Available records
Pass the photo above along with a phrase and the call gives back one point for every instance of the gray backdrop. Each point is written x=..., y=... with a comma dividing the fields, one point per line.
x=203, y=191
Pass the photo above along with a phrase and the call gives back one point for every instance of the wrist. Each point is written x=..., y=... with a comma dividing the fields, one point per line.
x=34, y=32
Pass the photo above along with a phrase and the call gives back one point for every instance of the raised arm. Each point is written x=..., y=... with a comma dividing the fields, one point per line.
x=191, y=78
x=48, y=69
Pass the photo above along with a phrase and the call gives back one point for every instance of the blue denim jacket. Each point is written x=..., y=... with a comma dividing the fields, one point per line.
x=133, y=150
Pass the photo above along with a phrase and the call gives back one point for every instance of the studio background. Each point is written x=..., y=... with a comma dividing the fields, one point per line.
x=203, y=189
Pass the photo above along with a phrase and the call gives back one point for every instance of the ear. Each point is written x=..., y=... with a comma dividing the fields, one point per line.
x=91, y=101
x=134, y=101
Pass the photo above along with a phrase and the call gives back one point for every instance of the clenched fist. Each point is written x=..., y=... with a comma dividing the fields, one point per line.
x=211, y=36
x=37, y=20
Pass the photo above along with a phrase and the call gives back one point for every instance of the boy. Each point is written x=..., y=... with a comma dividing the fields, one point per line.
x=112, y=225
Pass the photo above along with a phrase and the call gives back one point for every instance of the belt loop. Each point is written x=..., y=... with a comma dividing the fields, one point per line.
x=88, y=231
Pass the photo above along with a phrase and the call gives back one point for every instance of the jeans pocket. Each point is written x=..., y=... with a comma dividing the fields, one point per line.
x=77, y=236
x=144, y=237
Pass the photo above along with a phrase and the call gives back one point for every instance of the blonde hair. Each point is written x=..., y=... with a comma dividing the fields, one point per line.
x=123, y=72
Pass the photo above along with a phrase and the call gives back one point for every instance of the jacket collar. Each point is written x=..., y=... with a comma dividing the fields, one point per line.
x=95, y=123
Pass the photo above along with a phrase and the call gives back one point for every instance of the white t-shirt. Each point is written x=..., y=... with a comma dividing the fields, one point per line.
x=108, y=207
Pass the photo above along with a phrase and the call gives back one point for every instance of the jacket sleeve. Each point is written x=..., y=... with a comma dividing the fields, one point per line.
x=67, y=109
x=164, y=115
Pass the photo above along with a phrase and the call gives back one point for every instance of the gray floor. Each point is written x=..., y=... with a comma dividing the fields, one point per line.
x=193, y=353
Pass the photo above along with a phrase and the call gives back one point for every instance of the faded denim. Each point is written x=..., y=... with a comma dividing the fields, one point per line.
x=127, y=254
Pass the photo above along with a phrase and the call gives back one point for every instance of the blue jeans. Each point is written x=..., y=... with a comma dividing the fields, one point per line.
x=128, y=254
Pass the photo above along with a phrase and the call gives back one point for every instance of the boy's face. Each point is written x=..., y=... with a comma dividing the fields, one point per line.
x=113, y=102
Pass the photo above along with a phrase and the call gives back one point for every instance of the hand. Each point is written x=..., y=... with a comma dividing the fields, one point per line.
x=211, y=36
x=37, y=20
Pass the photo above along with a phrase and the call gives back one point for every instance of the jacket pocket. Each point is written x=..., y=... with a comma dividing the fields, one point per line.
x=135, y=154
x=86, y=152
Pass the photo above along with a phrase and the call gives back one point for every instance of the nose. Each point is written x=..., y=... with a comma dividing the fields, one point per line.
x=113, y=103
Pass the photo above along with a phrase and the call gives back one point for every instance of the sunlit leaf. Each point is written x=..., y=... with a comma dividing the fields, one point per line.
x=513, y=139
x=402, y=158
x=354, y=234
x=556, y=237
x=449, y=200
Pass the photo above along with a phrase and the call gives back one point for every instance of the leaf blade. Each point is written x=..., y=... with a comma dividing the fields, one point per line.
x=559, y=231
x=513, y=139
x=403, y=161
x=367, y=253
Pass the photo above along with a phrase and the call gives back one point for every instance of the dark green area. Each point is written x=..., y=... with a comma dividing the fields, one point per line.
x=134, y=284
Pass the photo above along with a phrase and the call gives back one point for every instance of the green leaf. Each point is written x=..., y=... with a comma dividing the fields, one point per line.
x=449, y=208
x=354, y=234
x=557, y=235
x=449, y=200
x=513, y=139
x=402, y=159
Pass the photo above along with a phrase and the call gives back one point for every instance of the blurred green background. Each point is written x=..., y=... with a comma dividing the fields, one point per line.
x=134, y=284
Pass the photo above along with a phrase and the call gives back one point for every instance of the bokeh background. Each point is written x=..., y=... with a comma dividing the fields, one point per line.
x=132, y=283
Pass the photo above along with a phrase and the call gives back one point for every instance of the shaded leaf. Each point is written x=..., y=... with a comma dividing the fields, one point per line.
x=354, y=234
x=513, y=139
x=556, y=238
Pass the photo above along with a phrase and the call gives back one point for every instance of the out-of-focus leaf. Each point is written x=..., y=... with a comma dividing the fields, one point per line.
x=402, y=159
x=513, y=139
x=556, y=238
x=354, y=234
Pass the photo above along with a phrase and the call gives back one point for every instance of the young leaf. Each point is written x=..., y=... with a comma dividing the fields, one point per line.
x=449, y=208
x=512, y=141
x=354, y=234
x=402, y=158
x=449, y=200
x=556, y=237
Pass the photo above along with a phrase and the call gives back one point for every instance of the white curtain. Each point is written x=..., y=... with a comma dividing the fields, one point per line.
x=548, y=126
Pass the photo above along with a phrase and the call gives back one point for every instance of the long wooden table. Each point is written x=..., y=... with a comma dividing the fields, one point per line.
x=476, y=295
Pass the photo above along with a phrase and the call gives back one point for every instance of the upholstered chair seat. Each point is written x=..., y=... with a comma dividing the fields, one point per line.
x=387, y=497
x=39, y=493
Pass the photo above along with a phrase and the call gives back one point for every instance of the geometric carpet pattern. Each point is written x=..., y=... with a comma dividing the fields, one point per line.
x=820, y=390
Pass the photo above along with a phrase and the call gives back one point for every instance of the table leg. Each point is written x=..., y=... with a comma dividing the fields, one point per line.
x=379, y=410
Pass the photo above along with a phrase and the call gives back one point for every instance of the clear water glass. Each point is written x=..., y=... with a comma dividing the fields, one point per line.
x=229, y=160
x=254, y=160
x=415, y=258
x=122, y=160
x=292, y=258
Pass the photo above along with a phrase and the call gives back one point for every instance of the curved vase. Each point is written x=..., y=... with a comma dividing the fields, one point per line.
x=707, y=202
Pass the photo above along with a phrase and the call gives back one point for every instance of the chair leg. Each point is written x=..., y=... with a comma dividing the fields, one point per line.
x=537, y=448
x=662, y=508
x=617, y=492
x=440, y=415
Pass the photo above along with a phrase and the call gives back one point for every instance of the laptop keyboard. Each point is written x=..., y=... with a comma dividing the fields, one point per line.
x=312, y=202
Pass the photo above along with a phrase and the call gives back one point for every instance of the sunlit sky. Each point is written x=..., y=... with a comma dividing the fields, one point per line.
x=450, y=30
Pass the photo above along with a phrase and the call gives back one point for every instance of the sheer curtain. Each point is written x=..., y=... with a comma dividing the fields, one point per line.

Do this
Rewrite every one of the records above, swapping "phrase" for "text prompt" wherever it occurs and leaving everything else unchanged.

Task result
Pass the photo above along with a text prompt and the call gives back one point for every instance of the gray backdrop. Each point is written x=..., y=... with a comma dividing the fields, one point per line.
x=203, y=191
Pass the photo above along with a text prompt and the call gives back one point for every instance of the wrist. Each point is written x=..., y=... with a comma dividing the fields, one point per line.
x=34, y=32
Pass the photo above along with a text prompt and the call gives back one point for every instance of the raised arm. Each point is written x=..., y=... with a comma dividing the fields, one point per line.
x=191, y=78
x=48, y=69
Pass the photo above along with a text prompt and the call gives back one point for every instance of the blue denim jacket. Each point is written x=..., y=... with a comma dividing the fields, one point per line.
x=133, y=150
Pass the photo above along with a text prompt and the call gives back one point for every instance of the studio background. Each point is written x=..., y=... with a comma dividing the fields, one point per line.
x=203, y=189
Pass the photo above along with a text prompt and the call gives back one point for every instance of the ear. Each point is written x=..., y=... with a comma dividing the fields, one point per line.
x=91, y=101
x=134, y=101
Pass the photo above along with a text prompt and the call gives back one point for every instance of the clenched fist. Each point is written x=..., y=... with a comma dividing the fields, one point per line.
x=211, y=36
x=37, y=20
Pass the photo above along with a text prompt and the call gives back one point for every instance of the boy. Each point is written x=..., y=... with a comma dividing the fields, one point per line.
x=112, y=225
Pass the photo above along with a text prompt and the call gives back one point for every instance of the belt loop. Each point is written x=..., y=... with a comma dividing the fields, one point per line.
x=88, y=231
Pass the photo above along with a text prompt and the call gives back one point for every instance of the jeans pocket. Each point is written x=..., y=... with a comma dividing the fields, one point per line.
x=77, y=236
x=144, y=237
Pass the photo above along with a text prompt and the call gives back one point for every instance of the blonde hair. Each point is written x=..., y=... with a comma dividing the fields, one point per line.
x=123, y=72
Pass the photo above along with a text prompt and the call gives back one point for every instance of the jacket collar. Each point is written x=..., y=... with a comma dividing the fields, one point per line.
x=95, y=123
Pass the photo above along with a text prompt and the call gives back one point for every instance of the white t-shirt. Each point is written x=..., y=... with a comma dividing the fields, one point per line.
x=108, y=207
Pass the photo above along with a text prompt and the call gives back one point for every instance of the jacket sleeve. Each point is written x=..., y=... with a comma dividing the fields, one point per line.
x=67, y=109
x=164, y=115
Pass the photo above along with a text prompt and the call gives back one point for every instance of the gray floor. Each point is written x=..., y=... with a comma dividing the fields, one point per line.
x=193, y=353
Pass the photo above along with a text prompt and the call gives back one point for every instance of the faded denim. Each point is written x=..., y=... with a comma dividing the fields, one point per line.
x=127, y=254
Pass the photo above along with a text prompt and the call gives back one point for every instance of the blue jeans. Each point is written x=..., y=... with a comma dividing the fields, one point per line.
x=128, y=254
Pass the photo above along with a text prompt and the call gives back one point for every instance of the boy's face. Each point is written x=..., y=... with a comma dividing the fields, one point per line.
x=113, y=102
Pass the photo above along with a text prompt and the call gives back one point for every instance of the hand. Each point is written x=..., y=... with a comma dividing the fields, one point per line.
x=211, y=36
x=37, y=20
Pass the photo above along with a text prompt and the call gives back one point for every instance of the jacket pocket. Each point is written x=..., y=... with a comma dividing the fields, one point per line.
x=135, y=154
x=86, y=152
Pass the photo above along with a text prompt and the call gives back one point for every instance of the nose. Each point is written x=..., y=... with a comma dividing the fields, one point per line.
x=113, y=103
Pass the photo above along with a text prompt and the call gives back one point for every instance of the sunlit leaf. Each point is written x=..., y=... with a comma dividing the fields, one point per line.
x=513, y=139
x=402, y=158
x=354, y=234
x=556, y=237
x=449, y=200
Pass the photo above along with a text prompt and the call gives back one point for every instance of the leaf blade. Each point is written x=..., y=... with a comma dividing the fields, one point per line.
x=559, y=231
x=513, y=139
x=403, y=161
x=367, y=253
Pass the photo above along with a text prompt and the call gives back one point for every instance of the dark green area. Each point is written x=..., y=... with a comma dividing the fields, one point per line.
x=134, y=284
Pass the photo above along with a text prompt and the call gives back one point for every instance of the green leaf. Each point is written x=..., y=... with a comma dividing the fields, one point per line.
x=449, y=208
x=354, y=234
x=557, y=235
x=449, y=200
x=513, y=139
x=402, y=159
Pass the photo above along with a text prompt and the call gives back one point for every instance of the blurred green background. Each point is written x=..., y=... with a comma dividing the fields, one point per line.
x=134, y=284
Pass the photo above along with a text prompt and the call gives back one point for every instance of the bokeh background. Each point is written x=..., y=... with a comma dividing the fields, one point per line.
x=132, y=283
Pass the photo above along with a text prompt and the call gives back one point for every instance of the shaded leaf. Each point is written x=..., y=... with a comma dividing the fields, one point per line.
x=354, y=234
x=513, y=139
x=556, y=238
Pass the photo above along with a text prompt and the call gives back one point for every instance of the out-of-focus leaf. Each point is written x=..., y=... with a comma dividing the fields, one point per line.
x=402, y=159
x=513, y=139
x=556, y=238
x=354, y=234
Pass the photo above along with a text prompt and the call gives back one point for every instance of the young leaf. Each point is written x=..., y=... with a comma dividing the fields, one point per line.
x=449, y=208
x=512, y=141
x=354, y=234
x=402, y=158
x=449, y=200
x=556, y=237
Pass the photo above along with a text prompt and the call gives back one point for every instance of the white curtain. Each point is written x=..., y=... with a comma dividing the fields, one point per line.
x=548, y=126
Pass the photo above along with a text prompt and the call gives back one point for every instance of the long wooden table. Each point is written x=..., y=... with a comma dividing the fields, one point per line.
x=476, y=295
Pass the photo above along with a text prompt and the call gives back one point for every instance of the upholstered chair seat. Each point is written x=..., y=... with a comma dividing the fields, one point per line.
x=387, y=497
x=39, y=493
Pass the photo above along with a text prompt and the call gives back one point for every instance of the geometric carpet pattern. Each point is written x=..., y=... with a comma dividing the fields, one point per line.
x=820, y=390
Pass the photo above along with a text prompt and the call gives back one point for every instance of the table leg. Each point is written x=..., y=... with a comma dividing the fields, one point per line.
x=379, y=410
Pass the photo above along with a text prompt and the call gives back one point for every instance of the clear water glass. Each point is written x=..., y=... with a comma dividing the fields, one point per line.
x=229, y=160
x=254, y=160
x=415, y=258
x=122, y=160
x=292, y=258
Pass the photo above along with a text prompt and the call gives back one point for every instance of the curved vase. Each point is written x=..., y=... with a comma dividing the fields, one point per line.
x=707, y=202
Pass the photo above along with a text prompt and the call gives back one point for every instance of the chair leg. Each point is written x=..., y=... with a comma dividing the fields, one point per line.
x=537, y=448
x=662, y=508
x=617, y=492
x=440, y=415
Pass the photo above along with a text prompt and the call gives back one point for every instance of the laptop keyboard. Each point is written x=..., y=... with a comma dividing the fields, one point per line.
x=312, y=202
Pass the photo above along with a text prompt and the call gives back one point for every instance of the sunlit sky. Each point is written x=..., y=... with a comma dividing the fields, one point per line.
x=450, y=30
Pass the photo above along with a text prompt and the call gives back one point for every instance of the sheer curtain. Each point is written x=..., y=... with a comma dividing the fields, one point per line.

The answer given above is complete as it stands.